### EXERCISE GOAL
Convert every line of the entries below into one numbered list, leaving out the blank lines.

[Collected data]
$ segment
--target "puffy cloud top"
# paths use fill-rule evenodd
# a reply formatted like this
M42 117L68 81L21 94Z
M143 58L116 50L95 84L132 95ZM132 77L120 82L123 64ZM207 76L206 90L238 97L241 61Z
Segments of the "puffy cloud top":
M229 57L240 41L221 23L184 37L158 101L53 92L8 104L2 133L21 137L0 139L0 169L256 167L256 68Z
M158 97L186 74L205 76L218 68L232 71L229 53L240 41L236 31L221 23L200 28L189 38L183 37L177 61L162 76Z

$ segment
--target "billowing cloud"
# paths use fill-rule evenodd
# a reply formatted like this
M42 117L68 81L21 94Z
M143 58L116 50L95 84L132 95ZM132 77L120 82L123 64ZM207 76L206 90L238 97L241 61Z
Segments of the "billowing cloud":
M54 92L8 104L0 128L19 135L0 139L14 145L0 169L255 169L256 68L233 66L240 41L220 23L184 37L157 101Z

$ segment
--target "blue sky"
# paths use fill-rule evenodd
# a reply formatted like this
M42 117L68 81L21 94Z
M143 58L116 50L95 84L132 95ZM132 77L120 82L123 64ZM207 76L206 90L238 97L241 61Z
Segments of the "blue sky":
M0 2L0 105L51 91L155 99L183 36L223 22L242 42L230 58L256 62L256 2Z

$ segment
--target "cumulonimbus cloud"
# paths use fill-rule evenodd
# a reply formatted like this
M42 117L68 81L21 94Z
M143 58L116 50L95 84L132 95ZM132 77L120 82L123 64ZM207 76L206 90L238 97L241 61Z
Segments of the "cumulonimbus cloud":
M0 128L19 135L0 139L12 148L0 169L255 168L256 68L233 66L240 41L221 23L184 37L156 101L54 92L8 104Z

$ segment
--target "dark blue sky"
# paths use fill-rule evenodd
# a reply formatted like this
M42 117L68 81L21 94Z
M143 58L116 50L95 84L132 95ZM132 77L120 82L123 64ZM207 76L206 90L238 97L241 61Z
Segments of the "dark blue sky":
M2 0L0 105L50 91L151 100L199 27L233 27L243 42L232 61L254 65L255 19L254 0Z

### RESULT OF THE EXERCISE
1. $ segment
2. --target "puffy cloud top"
3. # paths use fill-rule evenodd
4. # a reply formatted like this
5. M42 117L68 81L21 94Z
6. M143 58L116 50L95 84L132 95ZM132 77L120 82L123 64ZM207 76L206 90L238 97L241 61Z
7. Segments of the "puffy cloud top":
8. M229 57L240 41L221 23L184 37L158 101L53 92L8 104L2 133L21 137L0 139L0 169L256 167L256 68Z
9. M158 97L186 74L205 76L218 68L232 71L229 53L240 41L236 31L221 23L200 28L189 38L183 37L177 61L162 76Z
10. $ segment
11. --target "billowing cloud"
12. # paths use fill-rule evenodd
13. # a reply formatted like this
14. M42 117L68 81L21 94Z
15. M143 58L116 50L95 84L132 95ZM132 77L120 82L123 64ZM207 76L206 90L238 97L241 61Z
16. Segments of the "billowing cloud":
17. M54 92L8 104L0 128L19 135L0 139L14 145L0 169L255 169L256 68L233 66L240 41L220 23L184 37L157 101Z
18. $ segment
19. --target "blue sky"
20. # paths use fill-rule evenodd
21. # a reply formatted like this
22. M42 117L68 81L21 94Z
23. M143 58L116 50L95 84L132 95ZM132 77L120 82L123 64ZM207 76L206 90L238 97L241 61Z
24. Segments of the "blue sky":
25. M0 2L0 105L51 91L155 99L183 36L223 22L242 42L230 58L256 62L256 2Z
26. $ segment
27. --target "cumulonimbus cloud"
28. # paths use fill-rule evenodd
29. # a reply formatted like this
30. M42 117L68 81L21 94Z
31. M143 58L116 50L95 84L132 95ZM132 77L120 82L123 64ZM207 76L206 90L238 97L241 61Z
32. Segments of the "cumulonimbus cloud":
33. M0 128L19 135L0 139L12 148L0 169L255 168L256 68L233 66L240 41L221 23L184 37L156 101L54 92L8 104Z
34. $ segment
35. --target "dark blue sky"
36. # paths use fill-rule evenodd
37. # a reply formatted like this
38. M42 117L68 81L21 94Z
39. M143 58L116 50L95 84L132 95ZM132 77L120 82L123 64ZM207 76L206 90L238 97L241 61Z
40. Segments of the "dark blue sky":
41. M2 0L0 105L50 91L151 100L199 27L233 27L243 42L232 61L254 65L255 19L254 0Z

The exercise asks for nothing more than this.